Text section:
------------
I made this short code to calculate the chances of a success rolling dice, and it worked very well... but not in big numbers. Se the code, I'll explain better below.
def calc_dados(f_sucessos = 1, faces = 6, n_dados = 1):
p_max = ((f_sucessos/faces)**n_dados) #chance de todos
fator = 1
p_meio = 0
for i in range(n_dados-1):
p_meio += (((f_sucessos/faces)**(n_dados-fator) * ((faces-f_sucessos)/faces)**(n_dados-(n_dados-fator))) * n_dados)
fator += 1
p = p_max + p_meio
return p*100
So, ok, it works, why not see how my chances are better in function of adding dice? More the dice, better the chance. So I made this tiny table with pandas:
f_sucessos = 1 # how many faces are success
faces = 2 # faces of the dice
n_dados = 10 # n de dados lançados
suc_list = []
for i in range(0,n_dados): suc_list.append(f_sucessos)
fac_list = []
for i in range(0,n_dados): fac_list.append(faces)
cha_list = []
for i in range(0,n_dados): cha_list.append(calc_dados(f_sucessos, faces, i+1))
df = pd.DataFrame(
{
"n_dados" : range(1,n_dados+1),
"faces" : fac_list,
"sucessos" : suc_list,
"chance" : cha_list
}
)
df
The results were very strange... So I wrote an coin probability table and tested as the coin was an 2 faced dice. The right table is this:
table of right brute force tested results
But if you use my code to create this table the result will be this:
table of the results of my code
Please, anybody can help me to understood why in a certain moment the probabilities just fall when they should be higher? For example:The chance of at least 1 'head' in 4 coins should be 93,75%, but my code says it is 81,25%...
To be honest, I don't get how exactly 'calc_dados' calculate the probability of a success rolling dice.
So instead, I implemented maybe a more naive approach:
First, we calculate the total of possible outcomes: outcomes_total = faces ** n_dados
Second, we calculate the successful outcomes: outcomes_success
At last: p = outcomes_success / outcomes_total
I'm going to add a mathematical proof behind my version of the function a bit later:)
------------
The request: From the dice probability thread, output the stretch from "To be honest, I" through "a bit later:)" word for word. Work only from the dice probability thread.

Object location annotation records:
------------
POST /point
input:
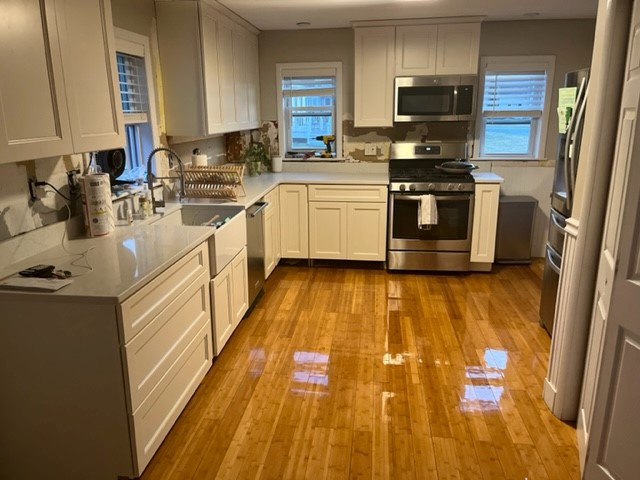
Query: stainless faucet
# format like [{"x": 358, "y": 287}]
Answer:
[{"x": 160, "y": 203}]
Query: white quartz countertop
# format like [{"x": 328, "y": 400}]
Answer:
[
  {"x": 487, "y": 177},
  {"x": 256, "y": 187},
  {"x": 121, "y": 263}
]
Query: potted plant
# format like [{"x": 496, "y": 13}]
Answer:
[{"x": 256, "y": 158}]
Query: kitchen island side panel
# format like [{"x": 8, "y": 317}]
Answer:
[{"x": 62, "y": 409}]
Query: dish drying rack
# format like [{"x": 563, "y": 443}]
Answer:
[{"x": 214, "y": 181}]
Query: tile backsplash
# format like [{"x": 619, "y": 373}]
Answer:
[{"x": 18, "y": 213}]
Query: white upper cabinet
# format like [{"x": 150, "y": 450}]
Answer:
[
  {"x": 447, "y": 49},
  {"x": 91, "y": 78},
  {"x": 58, "y": 79},
  {"x": 374, "y": 72},
  {"x": 458, "y": 49},
  {"x": 416, "y": 50},
  {"x": 209, "y": 70}
]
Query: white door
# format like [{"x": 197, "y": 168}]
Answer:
[
  {"x": 294, "y": 218},
  {"x": 222, "y": 302},
  {"x": 367, "y": 231},
  {"x": 240, "y": 286},
  {"x": 609, "y": 249},
  {"x": 416, "y": 50},
  {"x": 90, "y": 74},
  {"x": 34, "y": 122},
  {"x": 458, "y": 49},
  {"x": 210, "y": 27},
  {"x": 614, "y": 441},
  {"x": 328, "y": 230},
  {"x": 374, "y": 68}
]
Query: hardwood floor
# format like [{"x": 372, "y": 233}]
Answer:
[{"x": 360, "y": 373}]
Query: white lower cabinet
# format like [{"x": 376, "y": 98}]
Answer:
[
  {"x": 367, "y": 231},
  {"x": 485, "y": 220},
  {"x": 229, "y": 297},
  {"x": 347, "y": 222},
  {"x": 294, "y": 229},
  {"x": 328, "y": 230},
  {"x": 272, "y": 248},
  {"x": 106, "y": 381}
]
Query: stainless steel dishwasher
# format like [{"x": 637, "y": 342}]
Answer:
[{"x": 255, "y": 250}]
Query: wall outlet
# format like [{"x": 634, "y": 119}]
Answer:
[{"x": 370, "y": 149}]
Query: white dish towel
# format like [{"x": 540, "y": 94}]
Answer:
[{"x": 427, "y": 211}]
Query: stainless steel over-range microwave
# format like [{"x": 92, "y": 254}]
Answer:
[{"x": 425, "y": 99}]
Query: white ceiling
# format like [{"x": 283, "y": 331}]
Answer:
[{"x": 284, "y": 14}]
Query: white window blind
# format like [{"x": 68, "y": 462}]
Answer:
[
  {"x": 133, "y": 87},
  {"x": 518, "y": 93}
]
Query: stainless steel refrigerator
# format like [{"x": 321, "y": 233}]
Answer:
[{"x": 564, "y": 182}]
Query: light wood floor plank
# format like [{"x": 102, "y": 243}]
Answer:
[{"x": 364, "y": 374}]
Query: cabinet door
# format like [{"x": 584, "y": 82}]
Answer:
[
  {"x": 253, "y": 81},
  {"x": 485, "y": 220},
  {"x": 240, "y": 45},
  {"x": 374, "y": 71},
  {"x": 223, "y": 314},
  {"x": 328, "y": 230},
  {"x": 34, "y": 121},
  {"x": 271, "y": 232},
  {"x": 240, "y": 286},
  {"x": 416, "y": 50},
  {"x": 294, "y": 233},
  {"x": 367, "y": 231},
  {"x": 227, "y": 72},
  {"x": 90, "y": 74},
  {"x": 458, "y": 49},
  {"x": 210, "y": 27}
]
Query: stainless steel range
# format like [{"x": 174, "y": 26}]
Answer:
------------
Written solution:
To be honest, I don't get how exactly 'calc_dados' calculate the probability of a success rolling dice.
So instead, I implemented maybe a more naive approach:
First, we calculate the total of possible outcomes: outcomes_total = faces ** n_dados
Second, we calculate the successful outcomes: outcomes_success
At last: p = outcomes_success / outcomes_total
I'm going to add a mathematical proof behind my version of the function a bit later:)